Start of PROVIDED DATA

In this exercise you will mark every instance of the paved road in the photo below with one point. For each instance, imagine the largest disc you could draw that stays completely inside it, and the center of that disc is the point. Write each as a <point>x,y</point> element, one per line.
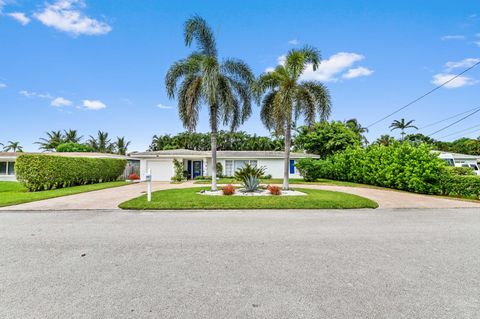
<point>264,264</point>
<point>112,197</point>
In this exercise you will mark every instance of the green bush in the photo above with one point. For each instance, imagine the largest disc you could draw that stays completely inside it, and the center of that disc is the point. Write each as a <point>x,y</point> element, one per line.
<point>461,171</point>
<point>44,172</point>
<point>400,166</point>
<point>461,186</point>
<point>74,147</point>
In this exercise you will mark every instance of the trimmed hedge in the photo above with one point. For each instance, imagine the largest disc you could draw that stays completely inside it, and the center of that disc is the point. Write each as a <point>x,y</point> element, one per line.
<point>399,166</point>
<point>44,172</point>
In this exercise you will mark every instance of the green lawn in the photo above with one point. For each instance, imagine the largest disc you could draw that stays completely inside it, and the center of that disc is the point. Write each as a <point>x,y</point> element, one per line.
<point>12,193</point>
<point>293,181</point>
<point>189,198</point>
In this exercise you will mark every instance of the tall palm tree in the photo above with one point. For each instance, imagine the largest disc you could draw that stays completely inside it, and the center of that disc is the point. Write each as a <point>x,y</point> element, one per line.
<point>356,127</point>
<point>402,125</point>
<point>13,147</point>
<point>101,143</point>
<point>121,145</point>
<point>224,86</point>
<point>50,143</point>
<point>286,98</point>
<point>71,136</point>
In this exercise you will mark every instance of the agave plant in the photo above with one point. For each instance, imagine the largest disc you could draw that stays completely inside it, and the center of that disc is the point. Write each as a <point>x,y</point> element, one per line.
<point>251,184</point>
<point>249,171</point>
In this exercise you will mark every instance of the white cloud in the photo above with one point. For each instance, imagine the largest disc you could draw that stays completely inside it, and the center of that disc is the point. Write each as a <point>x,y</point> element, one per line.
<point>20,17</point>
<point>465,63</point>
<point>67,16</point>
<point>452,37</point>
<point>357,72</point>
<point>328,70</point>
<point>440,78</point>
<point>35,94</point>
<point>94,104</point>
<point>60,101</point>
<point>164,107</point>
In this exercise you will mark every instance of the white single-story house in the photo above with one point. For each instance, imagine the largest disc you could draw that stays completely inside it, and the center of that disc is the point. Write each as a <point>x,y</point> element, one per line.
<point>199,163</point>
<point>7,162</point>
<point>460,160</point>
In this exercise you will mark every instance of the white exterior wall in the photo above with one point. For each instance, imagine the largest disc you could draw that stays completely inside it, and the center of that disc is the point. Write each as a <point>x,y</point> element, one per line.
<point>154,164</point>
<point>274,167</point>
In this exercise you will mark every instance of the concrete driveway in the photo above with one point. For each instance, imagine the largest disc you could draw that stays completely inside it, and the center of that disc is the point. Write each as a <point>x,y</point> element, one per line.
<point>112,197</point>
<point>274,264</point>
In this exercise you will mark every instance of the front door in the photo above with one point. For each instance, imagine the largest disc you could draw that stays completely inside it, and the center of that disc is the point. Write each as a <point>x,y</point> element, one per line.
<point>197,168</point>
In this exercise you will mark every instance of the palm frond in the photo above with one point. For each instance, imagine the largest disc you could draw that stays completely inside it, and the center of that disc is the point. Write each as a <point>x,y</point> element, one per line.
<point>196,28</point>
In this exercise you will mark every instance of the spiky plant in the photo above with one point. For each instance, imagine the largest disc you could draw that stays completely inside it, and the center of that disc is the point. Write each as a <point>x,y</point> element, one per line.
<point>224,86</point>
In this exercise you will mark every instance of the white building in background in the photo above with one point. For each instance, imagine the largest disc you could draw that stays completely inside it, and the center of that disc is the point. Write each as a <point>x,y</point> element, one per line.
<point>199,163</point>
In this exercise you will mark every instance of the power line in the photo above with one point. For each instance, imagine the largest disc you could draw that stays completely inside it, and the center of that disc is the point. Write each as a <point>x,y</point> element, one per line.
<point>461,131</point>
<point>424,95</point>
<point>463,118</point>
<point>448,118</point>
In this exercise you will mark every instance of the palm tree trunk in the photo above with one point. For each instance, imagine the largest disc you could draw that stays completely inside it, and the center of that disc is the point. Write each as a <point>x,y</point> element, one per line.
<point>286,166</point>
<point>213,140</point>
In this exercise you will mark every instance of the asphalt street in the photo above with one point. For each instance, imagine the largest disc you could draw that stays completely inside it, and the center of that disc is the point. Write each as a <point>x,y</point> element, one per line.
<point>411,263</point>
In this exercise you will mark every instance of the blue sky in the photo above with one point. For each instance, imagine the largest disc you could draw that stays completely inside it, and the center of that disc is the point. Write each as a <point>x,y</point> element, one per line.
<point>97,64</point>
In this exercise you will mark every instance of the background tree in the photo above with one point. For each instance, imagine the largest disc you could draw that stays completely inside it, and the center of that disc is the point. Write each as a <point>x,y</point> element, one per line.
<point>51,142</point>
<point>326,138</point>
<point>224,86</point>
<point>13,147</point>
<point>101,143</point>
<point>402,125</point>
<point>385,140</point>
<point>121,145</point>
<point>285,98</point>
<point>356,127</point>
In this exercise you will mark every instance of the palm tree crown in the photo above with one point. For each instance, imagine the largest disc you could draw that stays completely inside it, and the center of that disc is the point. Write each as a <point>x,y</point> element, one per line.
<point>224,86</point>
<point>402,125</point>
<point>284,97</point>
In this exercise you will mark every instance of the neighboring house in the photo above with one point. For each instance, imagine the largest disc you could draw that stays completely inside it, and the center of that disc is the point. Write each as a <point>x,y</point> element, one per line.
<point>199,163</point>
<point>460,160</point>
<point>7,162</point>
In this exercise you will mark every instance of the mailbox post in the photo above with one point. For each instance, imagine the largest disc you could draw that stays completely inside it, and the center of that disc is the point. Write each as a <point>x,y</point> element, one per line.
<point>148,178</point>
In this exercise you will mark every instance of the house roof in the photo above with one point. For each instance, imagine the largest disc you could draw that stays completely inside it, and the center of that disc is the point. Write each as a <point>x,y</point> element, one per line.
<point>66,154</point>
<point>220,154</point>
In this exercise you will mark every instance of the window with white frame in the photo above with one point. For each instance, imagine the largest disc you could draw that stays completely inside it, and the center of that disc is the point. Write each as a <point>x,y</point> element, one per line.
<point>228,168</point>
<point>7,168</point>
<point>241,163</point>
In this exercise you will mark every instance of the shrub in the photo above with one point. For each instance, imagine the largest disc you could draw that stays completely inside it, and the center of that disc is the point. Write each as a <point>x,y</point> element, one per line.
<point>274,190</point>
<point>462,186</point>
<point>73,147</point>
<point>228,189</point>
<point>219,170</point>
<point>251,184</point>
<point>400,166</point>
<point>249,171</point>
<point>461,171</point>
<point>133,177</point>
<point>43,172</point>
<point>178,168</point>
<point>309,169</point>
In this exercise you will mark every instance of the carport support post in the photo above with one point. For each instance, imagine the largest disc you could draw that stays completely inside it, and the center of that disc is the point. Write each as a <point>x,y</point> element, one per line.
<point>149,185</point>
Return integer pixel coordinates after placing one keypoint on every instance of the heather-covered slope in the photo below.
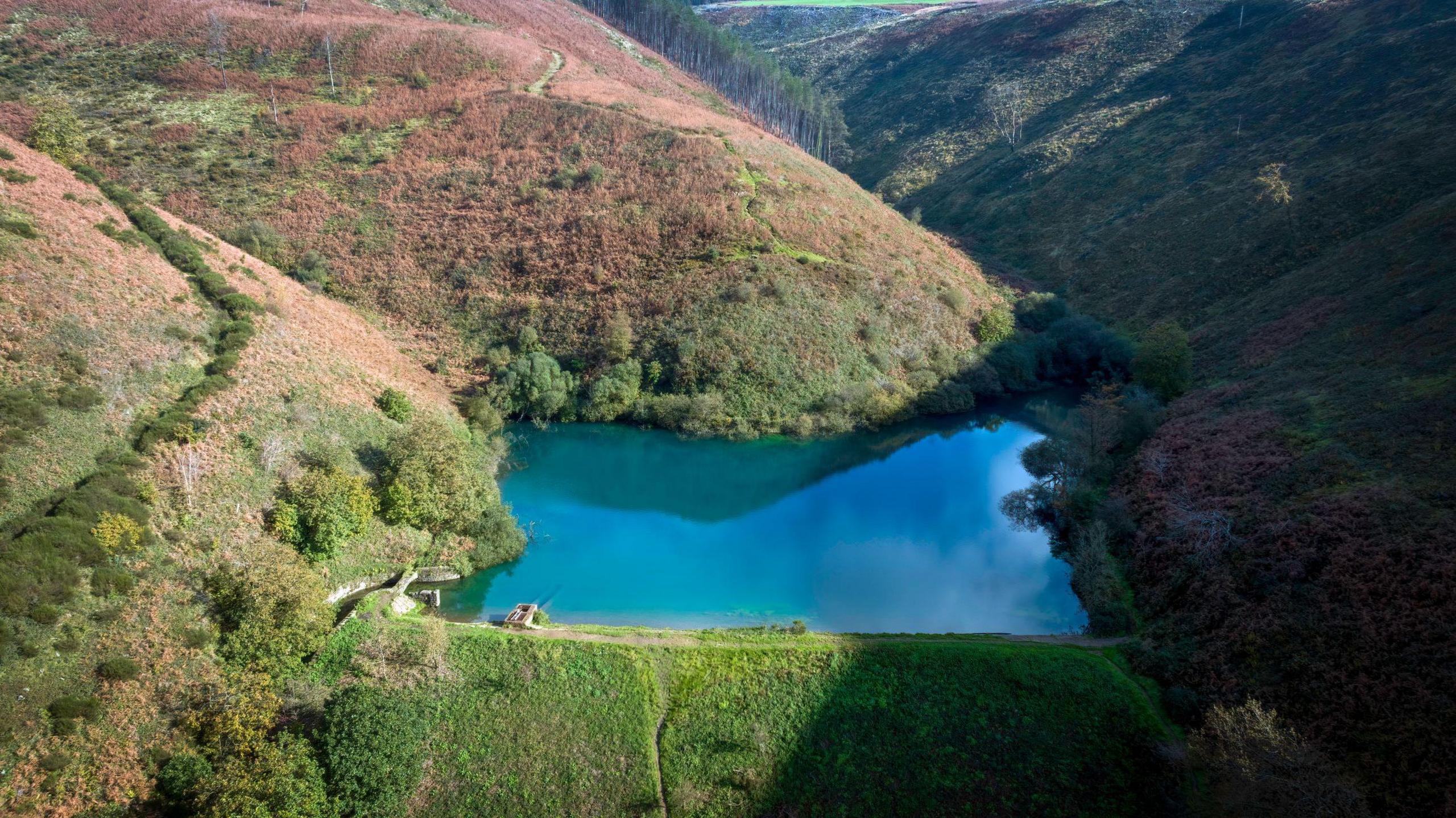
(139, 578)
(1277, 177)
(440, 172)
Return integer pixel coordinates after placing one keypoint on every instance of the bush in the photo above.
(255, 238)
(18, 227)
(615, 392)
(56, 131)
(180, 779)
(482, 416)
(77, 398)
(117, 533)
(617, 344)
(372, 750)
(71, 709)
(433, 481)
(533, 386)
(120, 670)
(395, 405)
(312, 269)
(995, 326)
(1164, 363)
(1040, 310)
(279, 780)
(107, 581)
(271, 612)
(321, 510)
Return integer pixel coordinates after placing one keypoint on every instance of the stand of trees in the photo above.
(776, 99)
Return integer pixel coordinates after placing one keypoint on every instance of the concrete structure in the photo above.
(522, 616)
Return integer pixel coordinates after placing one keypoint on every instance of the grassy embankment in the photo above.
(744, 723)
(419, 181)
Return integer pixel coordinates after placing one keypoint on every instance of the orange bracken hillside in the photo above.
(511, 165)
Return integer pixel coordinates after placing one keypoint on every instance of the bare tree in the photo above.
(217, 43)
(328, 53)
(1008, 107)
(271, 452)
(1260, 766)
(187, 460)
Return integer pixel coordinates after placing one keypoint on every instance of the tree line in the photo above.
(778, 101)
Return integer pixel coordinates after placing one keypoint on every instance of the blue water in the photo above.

End of PROVIDED DATA

Write out the lines of the records exactly, starting at the one holding "hillside in the photo above." and ending with the last line, and include no others.

◆ ANSWER TO THE PROBLEM ◆
Return integer pixel coordinates after placing one keypoint on every instance of the orange bracken hillside in the photo above.
(511, 165)
Return integer pixel coordinates after placing one keypoint on every instance of the bare tree in the photo above.
(217, 43)
(328, 53)
(1008, 107)
(271, 452)
(1260, 766)
(187, 460)
Return integer pixel coordinates after placing one keypoint on every instance of the tree line in the photo above.
(778, 101)
Return integer pixel coordinates after placing one keypoint on every instance of the blue water in the photo above.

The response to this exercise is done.